──────── 源文摘录 ────────

可以发现,异常机器中是比正常机器多两次serial_pnp_probe的

  • 看代码做实验

看一下serial8250_register_8250_port函数

int serial8250_register_8250_port(const struct uart_8250_port *up)
{
......

        uart = serial8250_find_match_or_unused(&up->port);
        if (!uart) {
                uart = serial8250_setup_port(nr_uarts);
                if (!uart)
                        goto unlock;
                nr_uarts++;
        }

        if (uart->port.type != PORT_8250_CIR) {
                struct mctrl_gpios *gpios;

                if (uart->port.dev)
                        uart_remove_one_port(&serial8250_reg, &uart->port);
                        ......
}

应该就是这里serial8250_find_match_or_unused匹配到了上一个ttyS0是match的或者没有使用,所以后面去触发了uart_remove_one_port去disable旧的ttyS0,然后才去enable新的ttyS0

在serial8250_find_match_or_unused相关函数中添加一些log,然后重编内核重启机器

发现确实是match的,而且match的原因是port相同

这也符合我们的日志看到的00:04和00:06设备的端口都是0x3f8

[   45.949072] 00:04: ttyS0 at I/O 0x3f8 (irq = 4, base_baud = 115200) is a 16550A
......
[   45.966229] printk: console [ttyS0] disabled
......
[   45.989099] 00:06: ttyS0 at I/O 0x3f8 (irq = 4, base_baud = 115200) is a 16550A
[   45.989254] printk: console [ttyS0] enabled

所以这里我们也可以确定了:ttyS0的disable->enable操作是因为00:04和00:06这两个设备都映射的是0x3f8这个端口号。当serial8250_register_8250_port扫到00:06这个设备的时候发现历史上有一个00:04是同样的端口号,所以需要先把00:04给disable掉,然后才能enable 00:06。

这个我们也可以通过系统中的一些sysfs接口看出来:如下,可以看到00:04和00:06的io端口是一样的。

──────── 给定数据 ────────

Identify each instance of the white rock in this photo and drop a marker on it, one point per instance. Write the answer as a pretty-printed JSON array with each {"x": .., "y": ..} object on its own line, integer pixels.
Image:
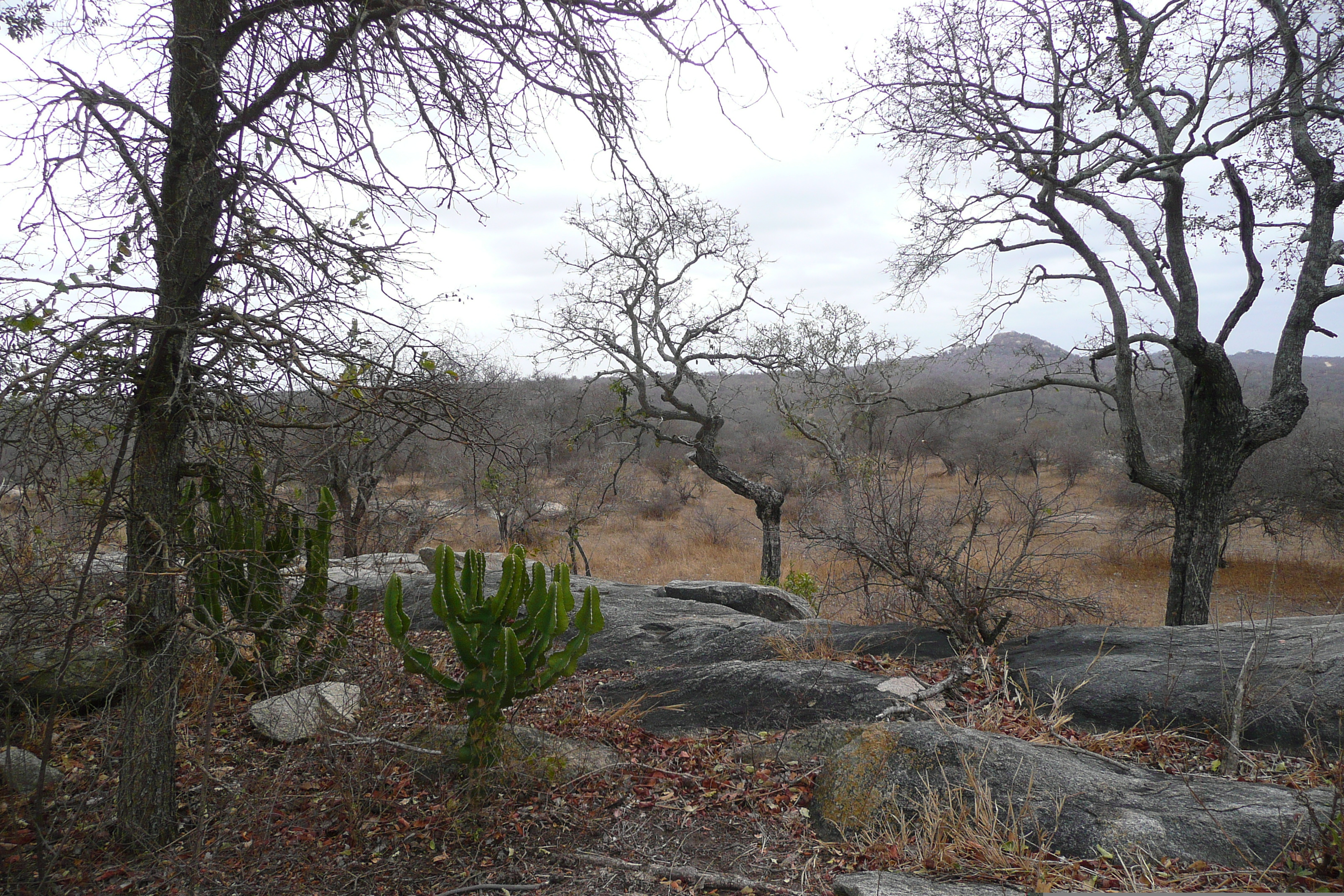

────────

**题目**
请根据源文摘录回答以下问题：
1. 异常机器比正常机器多几次 serial_pnp_probe？
2. 添加 log 并重启机器后，发现匹配的原因是什么？
3. 00:04 和 00:06 这两个设备的端口是多少？

**参考答案**
1. 多两次。
2. port 相同。
3. 都是 0x3f8。